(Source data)
■ ■ ■

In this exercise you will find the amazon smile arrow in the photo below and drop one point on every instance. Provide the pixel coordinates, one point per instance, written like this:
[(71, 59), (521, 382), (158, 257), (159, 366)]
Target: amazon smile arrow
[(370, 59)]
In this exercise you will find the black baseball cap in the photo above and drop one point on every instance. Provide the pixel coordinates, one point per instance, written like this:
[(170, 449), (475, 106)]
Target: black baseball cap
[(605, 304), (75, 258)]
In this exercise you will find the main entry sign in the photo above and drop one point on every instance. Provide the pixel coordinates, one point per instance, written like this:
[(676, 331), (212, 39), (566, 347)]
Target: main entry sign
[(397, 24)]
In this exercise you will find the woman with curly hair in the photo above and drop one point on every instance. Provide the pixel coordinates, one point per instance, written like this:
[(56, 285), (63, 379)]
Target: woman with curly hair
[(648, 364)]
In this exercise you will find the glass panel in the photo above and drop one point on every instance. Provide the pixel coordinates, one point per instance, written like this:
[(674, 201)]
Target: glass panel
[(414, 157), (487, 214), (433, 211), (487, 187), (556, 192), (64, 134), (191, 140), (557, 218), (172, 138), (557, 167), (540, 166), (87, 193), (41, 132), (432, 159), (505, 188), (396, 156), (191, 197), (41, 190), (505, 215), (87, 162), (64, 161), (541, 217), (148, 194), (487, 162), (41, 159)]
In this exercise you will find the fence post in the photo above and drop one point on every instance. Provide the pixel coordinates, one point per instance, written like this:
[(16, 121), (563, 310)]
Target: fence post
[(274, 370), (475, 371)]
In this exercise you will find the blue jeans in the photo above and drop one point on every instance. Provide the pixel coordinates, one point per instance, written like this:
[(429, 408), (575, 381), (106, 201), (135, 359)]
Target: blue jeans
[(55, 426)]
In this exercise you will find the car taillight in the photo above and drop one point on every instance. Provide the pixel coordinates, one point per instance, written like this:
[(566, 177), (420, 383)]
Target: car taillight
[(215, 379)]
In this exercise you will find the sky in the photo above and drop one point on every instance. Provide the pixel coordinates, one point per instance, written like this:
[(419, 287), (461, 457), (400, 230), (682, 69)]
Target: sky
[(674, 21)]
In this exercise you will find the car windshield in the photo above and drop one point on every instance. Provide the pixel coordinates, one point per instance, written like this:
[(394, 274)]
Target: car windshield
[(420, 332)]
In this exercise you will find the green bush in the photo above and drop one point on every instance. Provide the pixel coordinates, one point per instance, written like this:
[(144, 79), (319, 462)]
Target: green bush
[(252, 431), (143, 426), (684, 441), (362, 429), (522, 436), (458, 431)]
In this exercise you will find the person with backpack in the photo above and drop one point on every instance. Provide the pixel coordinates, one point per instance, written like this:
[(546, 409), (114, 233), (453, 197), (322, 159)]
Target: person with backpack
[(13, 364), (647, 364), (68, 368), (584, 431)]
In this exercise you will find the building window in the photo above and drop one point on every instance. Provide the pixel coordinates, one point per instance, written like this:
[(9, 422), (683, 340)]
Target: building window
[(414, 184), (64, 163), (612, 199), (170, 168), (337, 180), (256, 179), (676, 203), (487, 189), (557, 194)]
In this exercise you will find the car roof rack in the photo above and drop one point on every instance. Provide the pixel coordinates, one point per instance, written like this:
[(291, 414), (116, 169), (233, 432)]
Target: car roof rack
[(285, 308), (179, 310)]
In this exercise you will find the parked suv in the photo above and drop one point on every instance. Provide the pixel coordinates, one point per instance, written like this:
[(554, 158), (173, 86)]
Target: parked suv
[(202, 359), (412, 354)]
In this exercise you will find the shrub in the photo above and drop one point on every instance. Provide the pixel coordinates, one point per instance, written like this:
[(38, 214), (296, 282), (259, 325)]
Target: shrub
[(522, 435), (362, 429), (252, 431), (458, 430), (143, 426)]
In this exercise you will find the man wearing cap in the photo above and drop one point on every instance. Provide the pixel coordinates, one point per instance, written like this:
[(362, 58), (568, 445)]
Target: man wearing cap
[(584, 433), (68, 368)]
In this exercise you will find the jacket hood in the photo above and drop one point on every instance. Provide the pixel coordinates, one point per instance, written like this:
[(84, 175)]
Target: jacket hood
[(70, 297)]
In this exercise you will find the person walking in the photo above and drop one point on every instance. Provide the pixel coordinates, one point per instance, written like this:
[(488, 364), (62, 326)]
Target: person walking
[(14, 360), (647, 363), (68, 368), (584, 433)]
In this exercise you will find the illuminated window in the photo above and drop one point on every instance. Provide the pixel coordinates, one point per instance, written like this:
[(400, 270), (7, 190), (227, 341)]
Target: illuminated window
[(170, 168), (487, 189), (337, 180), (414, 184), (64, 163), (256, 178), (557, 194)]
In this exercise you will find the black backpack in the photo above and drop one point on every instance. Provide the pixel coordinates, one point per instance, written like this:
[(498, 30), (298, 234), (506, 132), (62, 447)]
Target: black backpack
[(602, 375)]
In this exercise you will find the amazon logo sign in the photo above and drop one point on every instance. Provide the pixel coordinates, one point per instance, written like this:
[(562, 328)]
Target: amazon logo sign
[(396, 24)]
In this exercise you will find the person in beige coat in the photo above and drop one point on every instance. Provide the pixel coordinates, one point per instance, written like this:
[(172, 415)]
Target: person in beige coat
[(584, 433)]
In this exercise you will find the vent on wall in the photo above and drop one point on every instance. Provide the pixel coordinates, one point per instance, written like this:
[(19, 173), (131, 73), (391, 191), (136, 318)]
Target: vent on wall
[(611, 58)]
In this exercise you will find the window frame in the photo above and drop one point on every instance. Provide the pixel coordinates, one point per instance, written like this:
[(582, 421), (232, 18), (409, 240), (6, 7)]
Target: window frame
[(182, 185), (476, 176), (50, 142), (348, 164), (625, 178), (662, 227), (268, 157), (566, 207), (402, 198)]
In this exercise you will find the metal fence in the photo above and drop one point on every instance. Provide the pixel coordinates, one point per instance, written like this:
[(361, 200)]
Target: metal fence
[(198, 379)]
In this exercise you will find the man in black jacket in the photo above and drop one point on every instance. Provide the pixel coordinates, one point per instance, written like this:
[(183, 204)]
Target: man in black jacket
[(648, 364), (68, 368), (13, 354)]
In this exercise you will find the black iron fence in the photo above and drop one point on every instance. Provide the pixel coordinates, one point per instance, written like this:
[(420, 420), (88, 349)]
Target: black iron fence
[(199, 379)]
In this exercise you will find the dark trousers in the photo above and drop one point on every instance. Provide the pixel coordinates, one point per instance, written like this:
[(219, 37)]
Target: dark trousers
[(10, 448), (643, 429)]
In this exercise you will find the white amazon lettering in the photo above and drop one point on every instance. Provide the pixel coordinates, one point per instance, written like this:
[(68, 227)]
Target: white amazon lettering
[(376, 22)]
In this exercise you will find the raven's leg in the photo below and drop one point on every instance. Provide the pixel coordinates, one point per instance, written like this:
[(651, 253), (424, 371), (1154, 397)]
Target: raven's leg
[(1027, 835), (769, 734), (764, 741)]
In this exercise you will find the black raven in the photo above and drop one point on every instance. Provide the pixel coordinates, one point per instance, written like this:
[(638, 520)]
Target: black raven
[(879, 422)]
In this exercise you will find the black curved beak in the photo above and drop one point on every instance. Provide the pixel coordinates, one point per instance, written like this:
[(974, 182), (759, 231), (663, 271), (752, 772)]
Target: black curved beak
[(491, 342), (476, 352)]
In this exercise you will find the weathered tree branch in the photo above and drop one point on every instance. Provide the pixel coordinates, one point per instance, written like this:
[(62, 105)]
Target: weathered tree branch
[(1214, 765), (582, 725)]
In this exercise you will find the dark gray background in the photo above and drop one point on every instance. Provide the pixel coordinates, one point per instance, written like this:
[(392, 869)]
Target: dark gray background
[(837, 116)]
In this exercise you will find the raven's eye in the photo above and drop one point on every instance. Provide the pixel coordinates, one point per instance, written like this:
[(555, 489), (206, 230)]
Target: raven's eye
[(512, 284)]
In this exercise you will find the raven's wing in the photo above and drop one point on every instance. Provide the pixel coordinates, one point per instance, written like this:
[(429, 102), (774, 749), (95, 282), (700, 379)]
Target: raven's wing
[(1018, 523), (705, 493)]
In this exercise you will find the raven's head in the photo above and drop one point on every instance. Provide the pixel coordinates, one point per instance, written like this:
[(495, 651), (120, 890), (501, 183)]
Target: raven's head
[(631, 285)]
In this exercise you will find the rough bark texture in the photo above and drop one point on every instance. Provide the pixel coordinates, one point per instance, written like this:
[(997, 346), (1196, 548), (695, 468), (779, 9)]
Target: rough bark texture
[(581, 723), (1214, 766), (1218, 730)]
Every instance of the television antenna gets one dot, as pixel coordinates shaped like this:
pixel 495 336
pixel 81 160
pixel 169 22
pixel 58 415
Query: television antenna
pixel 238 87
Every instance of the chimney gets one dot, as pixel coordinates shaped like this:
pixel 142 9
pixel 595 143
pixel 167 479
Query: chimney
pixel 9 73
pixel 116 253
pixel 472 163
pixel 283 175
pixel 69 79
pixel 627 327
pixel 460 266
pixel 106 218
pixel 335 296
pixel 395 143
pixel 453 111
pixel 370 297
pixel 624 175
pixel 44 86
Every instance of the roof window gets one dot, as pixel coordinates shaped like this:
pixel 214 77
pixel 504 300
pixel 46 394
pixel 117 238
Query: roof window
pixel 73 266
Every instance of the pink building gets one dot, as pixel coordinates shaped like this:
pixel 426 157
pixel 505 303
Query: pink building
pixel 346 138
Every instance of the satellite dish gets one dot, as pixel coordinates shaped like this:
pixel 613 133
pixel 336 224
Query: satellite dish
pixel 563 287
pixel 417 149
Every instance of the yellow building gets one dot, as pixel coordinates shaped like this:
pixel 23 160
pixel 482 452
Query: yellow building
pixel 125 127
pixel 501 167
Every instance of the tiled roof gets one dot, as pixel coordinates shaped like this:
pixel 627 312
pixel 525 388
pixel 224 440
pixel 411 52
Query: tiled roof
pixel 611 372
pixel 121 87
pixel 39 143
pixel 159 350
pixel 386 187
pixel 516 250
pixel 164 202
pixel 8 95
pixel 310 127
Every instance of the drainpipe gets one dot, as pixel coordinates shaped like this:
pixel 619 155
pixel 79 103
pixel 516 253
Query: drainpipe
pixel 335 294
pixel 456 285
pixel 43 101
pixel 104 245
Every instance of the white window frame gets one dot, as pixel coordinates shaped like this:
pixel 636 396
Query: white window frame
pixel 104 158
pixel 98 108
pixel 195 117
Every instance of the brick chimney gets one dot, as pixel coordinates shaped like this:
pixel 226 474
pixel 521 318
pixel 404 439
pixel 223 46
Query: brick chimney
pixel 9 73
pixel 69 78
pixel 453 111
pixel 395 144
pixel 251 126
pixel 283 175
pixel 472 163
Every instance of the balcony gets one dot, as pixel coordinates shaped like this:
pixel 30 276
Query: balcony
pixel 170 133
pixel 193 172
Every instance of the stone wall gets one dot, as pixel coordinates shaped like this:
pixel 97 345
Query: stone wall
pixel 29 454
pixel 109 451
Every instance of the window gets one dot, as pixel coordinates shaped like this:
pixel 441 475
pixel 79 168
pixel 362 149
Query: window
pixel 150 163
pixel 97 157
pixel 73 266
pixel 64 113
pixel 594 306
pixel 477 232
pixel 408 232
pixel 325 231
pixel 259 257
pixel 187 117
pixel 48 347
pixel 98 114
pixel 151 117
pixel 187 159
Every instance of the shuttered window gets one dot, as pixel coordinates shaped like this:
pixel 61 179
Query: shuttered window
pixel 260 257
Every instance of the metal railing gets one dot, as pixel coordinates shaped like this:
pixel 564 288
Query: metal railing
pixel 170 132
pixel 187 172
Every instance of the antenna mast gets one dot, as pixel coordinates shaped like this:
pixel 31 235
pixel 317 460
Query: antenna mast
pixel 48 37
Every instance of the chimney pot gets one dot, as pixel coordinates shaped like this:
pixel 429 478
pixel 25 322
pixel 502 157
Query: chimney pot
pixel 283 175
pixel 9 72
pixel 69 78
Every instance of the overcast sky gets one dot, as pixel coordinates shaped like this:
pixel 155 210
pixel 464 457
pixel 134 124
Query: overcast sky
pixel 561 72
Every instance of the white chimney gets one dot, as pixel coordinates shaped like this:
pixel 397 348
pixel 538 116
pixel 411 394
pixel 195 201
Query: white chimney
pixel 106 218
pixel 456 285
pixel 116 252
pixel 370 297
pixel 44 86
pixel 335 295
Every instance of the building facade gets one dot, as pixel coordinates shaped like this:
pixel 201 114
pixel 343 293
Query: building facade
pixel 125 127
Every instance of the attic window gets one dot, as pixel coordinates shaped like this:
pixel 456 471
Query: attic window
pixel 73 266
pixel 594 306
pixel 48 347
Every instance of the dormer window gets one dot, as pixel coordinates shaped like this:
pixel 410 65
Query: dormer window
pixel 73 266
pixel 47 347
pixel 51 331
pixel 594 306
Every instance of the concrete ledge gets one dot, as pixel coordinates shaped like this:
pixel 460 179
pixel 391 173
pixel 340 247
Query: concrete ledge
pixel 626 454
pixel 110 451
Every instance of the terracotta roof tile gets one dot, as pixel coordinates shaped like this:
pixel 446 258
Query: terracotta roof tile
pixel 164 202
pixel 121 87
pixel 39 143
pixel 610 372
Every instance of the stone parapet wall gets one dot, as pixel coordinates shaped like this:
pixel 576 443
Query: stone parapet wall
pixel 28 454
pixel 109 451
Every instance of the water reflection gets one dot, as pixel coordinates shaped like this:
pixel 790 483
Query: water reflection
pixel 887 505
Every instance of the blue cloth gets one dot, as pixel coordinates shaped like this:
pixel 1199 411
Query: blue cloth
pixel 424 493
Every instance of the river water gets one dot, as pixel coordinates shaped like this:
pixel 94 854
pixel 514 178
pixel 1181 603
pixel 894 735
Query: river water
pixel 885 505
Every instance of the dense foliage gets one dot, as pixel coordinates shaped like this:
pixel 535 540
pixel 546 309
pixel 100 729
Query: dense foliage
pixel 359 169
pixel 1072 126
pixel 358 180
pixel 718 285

■ ■ ■

AIM:
Repeat the lines from the one containing "Every instance of the water" through the end of the listing, exactly and without any other lines; both ends are included.

COMPLETE RESPONSE:
Every instance of the water reflection gets one dot, as pixel coordinates shaped like this:
pixel 790 483
Query: water reflection
pixel 887 505
Every instance of the blue cloth gets one dot, as pixel coordinates shaped like this:
pixel 1199 411
Query: blue cloth
pixel 424 493
Every instance of the river water gets one dot, as pixel coordinates shaped like this:
pixel 94 854
pixel 514 178
pixel 1181 603
pixel 894 735
Query: river water
pixel 885 505
Every instance of the dense foliage gets one dot, as pixel coordinates shaped like this:
pixel 535 540
pixel 546 309
pixel 100 729
Query: dense foliage
pixel 359 169
pixel 1072 126
pixel 358 180
pixel 718 285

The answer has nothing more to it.